GOAL: Skip every picture, and copy exactly the lines from the one containing "Thank you for the photo. Please point out the car wheel" to the end of the data.

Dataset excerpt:
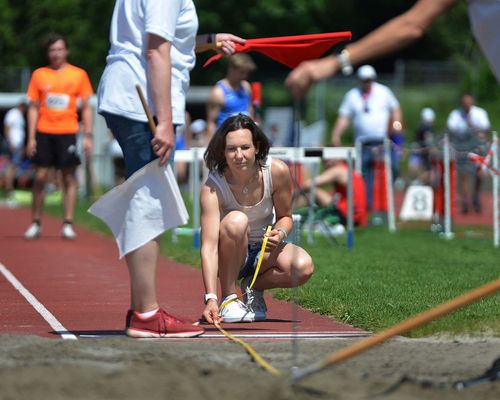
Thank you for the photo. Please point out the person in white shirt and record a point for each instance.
(374, 111)
(153, 46)
(398, 33)
(15, 134)
(468, 127)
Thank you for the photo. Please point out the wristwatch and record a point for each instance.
(345, 63)
(210, 296)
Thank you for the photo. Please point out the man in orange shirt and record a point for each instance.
(52, 126)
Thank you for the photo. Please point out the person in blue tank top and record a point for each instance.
(231, 95)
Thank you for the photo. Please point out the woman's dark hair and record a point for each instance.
(215, 159)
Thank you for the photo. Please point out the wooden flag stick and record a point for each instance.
(207, 46)
(151, 121)
(411, 323)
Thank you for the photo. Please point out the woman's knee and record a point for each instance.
(304, 267)
(234, 225)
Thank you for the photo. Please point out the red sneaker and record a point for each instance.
(161, 325)
(128, 318)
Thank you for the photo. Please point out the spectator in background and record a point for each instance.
(231, 95)
(334, 202)
(468, 127)
(15, 134)
(420, 157)
(53, 92)
(371, 107)
(245, 192)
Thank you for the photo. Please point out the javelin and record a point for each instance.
(411, 323)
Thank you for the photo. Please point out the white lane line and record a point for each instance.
(277, 335)
(289, 335)
(39, 307)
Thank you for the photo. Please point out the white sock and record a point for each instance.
(149, 313)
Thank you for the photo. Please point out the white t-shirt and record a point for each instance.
(460, 123)
(484, 16)
(370, 114)
(14, 119)
(174, 20)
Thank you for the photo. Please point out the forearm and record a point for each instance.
(398, 32)
(32, 121)
(209, 267)
(87, 119)
(159, 81)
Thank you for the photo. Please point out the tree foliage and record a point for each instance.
(24, 25)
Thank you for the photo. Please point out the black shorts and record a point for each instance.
(56, 150)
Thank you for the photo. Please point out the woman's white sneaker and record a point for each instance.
(33, 231)
(236, 310)
(67, 232)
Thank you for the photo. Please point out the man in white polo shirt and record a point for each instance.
(468, 126)
(374, 111)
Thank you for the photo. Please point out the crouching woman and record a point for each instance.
(245, 192)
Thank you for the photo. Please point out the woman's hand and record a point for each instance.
(274, 239)
(227, 41)
(211, 312)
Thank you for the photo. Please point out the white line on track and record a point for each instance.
(277, 335)
(290, 335)
(39, 307)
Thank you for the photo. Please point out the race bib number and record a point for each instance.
(57, 101)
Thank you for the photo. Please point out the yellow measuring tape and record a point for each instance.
(256, 356)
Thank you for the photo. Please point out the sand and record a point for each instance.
(120, 368)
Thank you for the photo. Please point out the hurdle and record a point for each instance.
(496, 234)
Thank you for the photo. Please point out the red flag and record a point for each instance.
(291, 50)
(484, 163)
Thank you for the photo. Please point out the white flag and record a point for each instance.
(143, 207)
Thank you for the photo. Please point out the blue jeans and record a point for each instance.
(134, 138)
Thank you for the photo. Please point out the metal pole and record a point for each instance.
(196, 199)
(391, 221)
(448, 234)
(359, 159)
(350, 182)
(496, 234)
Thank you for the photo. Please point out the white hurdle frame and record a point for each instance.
(304, 155)
(447, 233)
(495, 178)
(391, 219)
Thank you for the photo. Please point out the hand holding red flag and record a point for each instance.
(291, 50)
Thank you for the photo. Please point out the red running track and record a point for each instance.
(84, 286)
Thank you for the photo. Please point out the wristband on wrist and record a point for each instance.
(345, 63)
(396, 125)
(210, 296)
(285, 235)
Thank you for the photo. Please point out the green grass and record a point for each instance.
(385, 278)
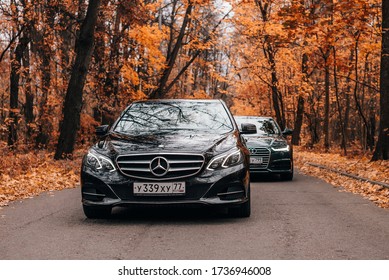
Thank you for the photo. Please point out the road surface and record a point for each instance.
(303, 219)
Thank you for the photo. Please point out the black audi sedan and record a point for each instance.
(269, 149)
(168, 152)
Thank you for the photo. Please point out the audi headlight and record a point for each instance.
(226, 160)
(280, 147)
(99, 162)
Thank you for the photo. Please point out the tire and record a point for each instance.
(97, 212)
(243, 210)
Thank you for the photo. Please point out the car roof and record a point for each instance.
(179, 100)
(253, 117)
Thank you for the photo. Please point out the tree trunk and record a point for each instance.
(382, 146)
(161, 90)
(343, 143)
(300, 105)
(327, 105)
(73, 100)
(16, 61)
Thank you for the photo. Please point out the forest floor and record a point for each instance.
(358, 165)
(27, 175)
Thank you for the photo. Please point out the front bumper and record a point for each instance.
(227, 187)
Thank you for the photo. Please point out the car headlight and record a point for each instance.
(99, 162)
(280, 147)
(226, 160)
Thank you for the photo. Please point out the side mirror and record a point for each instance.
(287, 132)
(102, 130)
(248, 128)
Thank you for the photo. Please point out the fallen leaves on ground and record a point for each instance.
(27, 175)
(360, 166)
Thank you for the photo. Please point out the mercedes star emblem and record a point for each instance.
(159, 166)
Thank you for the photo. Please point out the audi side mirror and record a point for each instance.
(248, 128)
(102, 130)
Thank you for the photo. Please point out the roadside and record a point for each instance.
(359, 165)
(27, 175)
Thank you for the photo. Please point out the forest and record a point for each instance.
(316, 66)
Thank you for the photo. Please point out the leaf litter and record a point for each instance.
(357, 165)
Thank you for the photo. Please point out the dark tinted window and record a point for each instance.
(264, 126)
(154, 117)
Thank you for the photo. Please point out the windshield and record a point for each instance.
(163, 117)
(265, 127)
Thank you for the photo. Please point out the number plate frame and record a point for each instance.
(159, 188)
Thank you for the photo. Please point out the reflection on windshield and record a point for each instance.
(162, 117)
(264, 127)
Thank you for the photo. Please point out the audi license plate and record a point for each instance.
(256, 160)
(160, 188)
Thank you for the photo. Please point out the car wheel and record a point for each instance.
(243, 210)
(97, 212)
(287, 176)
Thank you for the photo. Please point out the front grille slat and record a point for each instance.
(180, 165)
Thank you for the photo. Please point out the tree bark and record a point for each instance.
(73, 100)
(161, 90)
(16, 62)
(381, 151)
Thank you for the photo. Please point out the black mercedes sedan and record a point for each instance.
(168, 152)
(270, 151)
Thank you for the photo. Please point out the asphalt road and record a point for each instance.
(303, 219)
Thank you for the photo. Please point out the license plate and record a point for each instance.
(160, 188)
(256, 160)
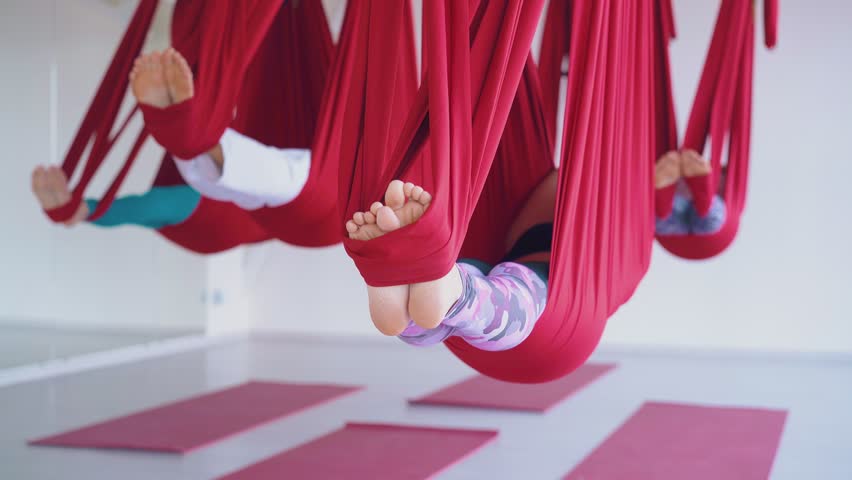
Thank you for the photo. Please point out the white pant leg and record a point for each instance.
(253, 175)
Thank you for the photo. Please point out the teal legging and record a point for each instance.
(157, 208)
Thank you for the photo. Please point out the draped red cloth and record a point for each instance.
(267, 60)
(556, 42)
(476, 53)
(271, 63)
(721, 110)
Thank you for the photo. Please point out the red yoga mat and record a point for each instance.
(672, 442)
(485, 392)
(372, 452)
(189, 424)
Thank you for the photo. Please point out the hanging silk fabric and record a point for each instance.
(722, 111)
(227, 43)
(270, 62)
(603, 232)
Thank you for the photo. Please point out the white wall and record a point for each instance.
(54, 53)
(783, 284)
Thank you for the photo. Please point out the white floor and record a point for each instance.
(815, 445)
(25, 345)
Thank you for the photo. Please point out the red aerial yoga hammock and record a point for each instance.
(282, 56)
(475, 53)
(721, 109)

RESPONSE BELOW:
Thank you for the photo. Please point out the car wheel and record a point for each instance.
(243, 210)
(97, 212)
(287, 176)
Thank you for the photo. Please point out the front grille slat and record a point for each instance.
(180, 165)
Thank you for the photo. Please point out the tree bark and record a point for each instance.
(73, 100)
(161, 90)
(16, 62)
(381, 151)
Thank you for the photo. Please point out the black mercedes sedan and record a point for each instance.
(168, 152)
(270, 151)
Thank you for the photo. Please point out the asphalt road and record a point for each instance.
(303, 219)
Thank you for the photo. Please point out the license plate and record a point for each instance.
(160, 188)
(256, 160)
Thank you for the photo. Please point out the white pant leg and record a point for each instance.
(253, 175)
Thank you for the photo. Please point out the teal legging and record a point for each instance.
(157, 208)
Thank you for the photo. Please point out the draped red cloth and record a point for each instance.
(267, 60)
(556, 42)
(476, 53)
(271, 63)
(721, 110)
Thank you for the photo. Please point out the red yoga mat and record a point for each instance.
(672, 442)
(485, 392)
(372, 452)
(189, 424)
Thank you for the photo. Please point out the hanging silk fabric and record a point for each instance.
(722, 111)
(227, 43)
(270, 62)
(603, 232)
Thank you for the photo. Please point out the white wall and record a point for each instance.
(54, 53)
(783, 284)
Thank you for the photo. Please point out the white floor and record a point for each instance.
(815, 445)
(25, 345)
Thank you for the photo. Please point out the red aerial yoga hammock and record a point for each instance.
(282, 56)
(475, 53)
(721, 109)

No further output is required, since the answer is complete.